Prosegui il testo sul metodo brunelleschiano per voltare la Cupola di Santa Maria del Fiore, riprendendolo subito dopo l'ultima frase riportata.

■ **Estratto fornito**:
########
Documento: II 1 74, c. 41 – Codice documento O0201074.041b – Tratto da: Archivio dell’Opera di Santa Maria del Fiore. Consultabile online

La tradizione brunelleschiana

L’ingegnoso metodo brunelleschiano per voltare le cupole senza utilizzo di casseri, diffusosi in Toscana e nell’Italia Centrale con le opere dei Sangallo, può oggi tornare al centro dell’interesse dei progettisti proprio nella prospettiva di quella auspicabile innovazione che sempre più trova le ragioni della propria sostenibilità nel rapporto tra una tecnologia capace di integrare gli strumenti di calcolo e di rappresentazione più sofisticati della nostra modernità con quella tradizione della capacità costruttiva dell’uomo che dobbiamo valorizzare e saper riconoscere nel pensiero e nell’azione della storia e di coloro che ci hanno preceduto.

La manualistica architettonica colloca questa particolarissima orditura di posa tridimensionale dei mattoni “a spinapesce” tra gli esempi più stupefacenti della tradizione tecnologica e ne celebra le caratteristiche e la notorietà proprio nel fatto che essa permette di voltare le cupole senza l’utilizzo di casseri, eliminando cioè le centine di sostegno temporanee, con grande risparmio di materiali e realizzando quindi una economia esecutiva.

A dare fascino e senso del mistero a questa tecnologia contribuisce inoltre il mito della genialità di Brunelleschi, tanto che tutte le guide di Santa Maria del Fiore a Firenze, danno massimo risalto a questa “invenzione brunelleschiana” descrivendola come la caratteristica più significativa della costruzione della grande Opera fiorentina.

Quella di Filippo Brunelleschi fu certo una proposta tecnica così fuori dagli schemi della tradizione gotica e la sua proposta fu così economicamente determinante che l’Opera del Duomo, ben sei secoli fa, proprio nel mese di ottobre del 1418, non ebbe dubbi ad affidargli i lavori di edificazione della Cupola, scegliendolo tra una rosa di dodici maestri invitati da tutta Italia a fornire la soluzione esecutiva e il completamento di quel progetto che Arnolfo di Cambio oltre un secolo prima aveva lasciato ai suoi continuatori [1].

Non si trattava di una scelta formale o tipologica quella che l’Opera del Duomo fiorentino aveva sottoposto al concorso, ma di individuare la soluzione costruttiva per un problema strutturale di così eccezionali dimensioni come non era mai stato affrontato nella storia dell’umanità.

Le volte tonde di mezzane

La scelta fatta è ben documentata sei secoli fa nei registri dell’Opera fiorentina (fig. 1) dove si fornisce anche puntuale descrizione del tipo e dell’acquisto dei mattoni necessari a realizzare un modello costruttivo atto a dimostrare la validità della proposta.

Si legge infatti nei registri alla data del 26 ottobre 1418 di una spesa di Lire 121, 9 soldi e 4 denari per l’acquisto dal fornaciaio di via Ghibellina di 13.725 mattoni e mezzane “pro modello Filippi ser Brunelleschi”.
########
■ **Materiale fornito**:
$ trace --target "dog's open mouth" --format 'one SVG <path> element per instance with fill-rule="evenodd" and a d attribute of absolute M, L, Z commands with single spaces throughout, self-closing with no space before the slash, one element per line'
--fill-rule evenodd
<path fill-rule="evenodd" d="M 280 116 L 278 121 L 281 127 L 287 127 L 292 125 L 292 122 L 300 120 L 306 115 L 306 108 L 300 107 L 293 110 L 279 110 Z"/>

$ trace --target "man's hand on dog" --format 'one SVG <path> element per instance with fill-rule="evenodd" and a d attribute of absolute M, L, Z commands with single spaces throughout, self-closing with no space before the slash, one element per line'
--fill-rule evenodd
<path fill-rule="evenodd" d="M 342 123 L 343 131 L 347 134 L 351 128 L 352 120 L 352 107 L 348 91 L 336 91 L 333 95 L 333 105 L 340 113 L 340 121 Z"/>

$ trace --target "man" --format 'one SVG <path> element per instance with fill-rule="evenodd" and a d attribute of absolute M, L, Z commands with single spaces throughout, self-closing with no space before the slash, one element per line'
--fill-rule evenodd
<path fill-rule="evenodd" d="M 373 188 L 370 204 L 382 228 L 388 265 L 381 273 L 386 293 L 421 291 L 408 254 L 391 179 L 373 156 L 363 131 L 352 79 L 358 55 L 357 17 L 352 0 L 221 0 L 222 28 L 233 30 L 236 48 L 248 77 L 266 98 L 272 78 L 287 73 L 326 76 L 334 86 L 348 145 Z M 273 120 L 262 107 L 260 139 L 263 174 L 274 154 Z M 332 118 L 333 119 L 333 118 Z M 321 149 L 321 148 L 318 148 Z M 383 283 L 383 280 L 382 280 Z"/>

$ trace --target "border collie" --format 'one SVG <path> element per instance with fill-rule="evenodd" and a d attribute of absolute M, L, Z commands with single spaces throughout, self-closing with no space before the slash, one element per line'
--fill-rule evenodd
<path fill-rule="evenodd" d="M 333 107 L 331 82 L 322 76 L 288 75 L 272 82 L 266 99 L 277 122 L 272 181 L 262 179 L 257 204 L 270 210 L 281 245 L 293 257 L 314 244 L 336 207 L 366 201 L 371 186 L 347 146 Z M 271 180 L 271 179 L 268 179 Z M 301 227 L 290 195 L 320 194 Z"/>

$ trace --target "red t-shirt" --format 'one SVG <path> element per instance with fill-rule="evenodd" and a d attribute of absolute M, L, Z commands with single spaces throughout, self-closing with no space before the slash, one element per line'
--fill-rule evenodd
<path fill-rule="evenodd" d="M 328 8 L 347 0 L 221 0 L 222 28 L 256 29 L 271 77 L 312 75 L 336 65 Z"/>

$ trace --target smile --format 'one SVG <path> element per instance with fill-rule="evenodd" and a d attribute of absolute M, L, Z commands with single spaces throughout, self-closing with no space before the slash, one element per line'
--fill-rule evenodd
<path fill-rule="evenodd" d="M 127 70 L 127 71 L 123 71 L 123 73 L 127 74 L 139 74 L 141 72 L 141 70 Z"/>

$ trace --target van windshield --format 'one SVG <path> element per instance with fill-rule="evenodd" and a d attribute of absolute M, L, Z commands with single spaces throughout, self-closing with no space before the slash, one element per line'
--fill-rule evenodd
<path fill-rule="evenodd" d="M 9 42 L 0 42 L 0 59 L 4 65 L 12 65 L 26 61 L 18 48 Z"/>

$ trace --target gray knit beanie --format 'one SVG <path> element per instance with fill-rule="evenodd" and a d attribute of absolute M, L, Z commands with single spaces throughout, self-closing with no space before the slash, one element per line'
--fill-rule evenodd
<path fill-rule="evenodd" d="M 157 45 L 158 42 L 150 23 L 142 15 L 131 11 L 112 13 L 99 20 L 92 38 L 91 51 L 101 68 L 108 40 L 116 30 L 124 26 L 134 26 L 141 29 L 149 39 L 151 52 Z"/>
########
■ **Esito della consegna**:
I mattoni lasciati a vista e senza intonaco ben visibili negli anditi e sulle pareti dell’intercapedine tra le due calotte sembrano voler testimoniare nel modo più palese e quasi con l’evidenza di un manifesto progettuale, la realtà e la concreta applicazione di tale tecnica costruttiva.

Sono trascorsi da allora sei secoli, ma malgrado tale evidenza la letteratura tecnica ancora avanza a proposito ipotesi e tesi contrastanti, interpretando nei modi più diversi la procedura costruttiva e l’equilibrio strutturale connesso a tale orditura di posa dei laterizi.

Le incertezze letterarie che ancora avvolgono questa tecnologia costruttiva sono ancora tali che nella concezione della “spinapesce” sembra doversi leggere il mistero di mirabolanti pratiche medioevali, o di indescrivibili genialità creative [2].

La pratica costruttiva dei Sangallo

Eppure oggi siamo tutti consapevoli che, ancora molti anni dopo la morte di Brunelleschi, tale pratica muratoriale veniva usualmente praticata e persino sembra essere stata notevolmente perfezionata lungo tutto il secolo XVI proprio per essere utilizzata in numerose coperture voltate.

Ne ritroviamo infatti riscontri e testimonianze in molte architetture realizzate soprattutto in Toscana e nel Lazio: leggiamo la struttura della “spinapesce” nelle volte della Fortezza Vecchia di Livorno, dove nel 1521 Antonio da Sangallo il Giovane realizza all’interno del Bastione di Santa Barbara una volta emisferica con apparecchiatura a spinapesce ad andamento sinistrorso, e la ritroviamo a Firenze nella volta ottagonale che copre la Sala d’Armi della Fortezza da Basso.

Negli anni Trenta del Cinquecento, Sangallo il Giovane realizza con questa tecnica costruttiva la cupola della chiesa di Santa Maria in Ciel d’Oro a Montefiascone (Viterbo). La troviamo nel 1484 nell’orditura dei laterizi delle volte nella chiesa di Santa Maria della Pietà a Bibbona.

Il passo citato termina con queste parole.